REGGIO EMILIA – Ivaldo Casali, responsabile Sicurezza di Fratelli d’Italia, ha diffuso nei giorni scorsi un elenco di 30 nomi: 30 reggiani che, dice Casali, sono morti nelle foibe o comunque sono stati uccisi dai partigiani jugoslavi lungo il confine orientale. La notizia è degna di attenzione, sia per il numero elevato di vittime reggiane, sia per l’assoluta novità, tanto che ha avuto risalto sui quotidiani locali.
Da dove ha tratto questi nomi Casali? Li ha tratti dall’elenco dei caduti della Repubblica sociale italiana, cioè il regime fascista creato dai nazisti dopo la liberazione di Mussolini dalla prigione del Gran Sasso. Già questo primo elemento aiuta a inquadrare il contesto: il 6 aprile 1941 l’Italia si unì alla Germania nell’invasione della Jugoslavia. Ma l’8 settembre 1943 il nostro Paese firmò l’armistizio con gli alleati. Ci si potrebbe dunque chiedere: cosa ci facevano trenta reggiani al confine tra Italia e Jugoslavia nella fase finale della Seconda guerra mondiale?

[Dati forniti]:
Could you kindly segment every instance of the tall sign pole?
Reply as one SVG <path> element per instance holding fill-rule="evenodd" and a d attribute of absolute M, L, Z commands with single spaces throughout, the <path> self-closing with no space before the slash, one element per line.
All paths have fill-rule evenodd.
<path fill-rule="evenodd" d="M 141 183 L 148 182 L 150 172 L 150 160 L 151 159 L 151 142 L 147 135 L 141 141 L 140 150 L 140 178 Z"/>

[Lavoro richiesto]:
Nel testo dato, da quale elenco Casali ha ricavato i 30 nomi?

[Risultato]:
Dall'elenco dei caduti della Repubblica sociale italiana.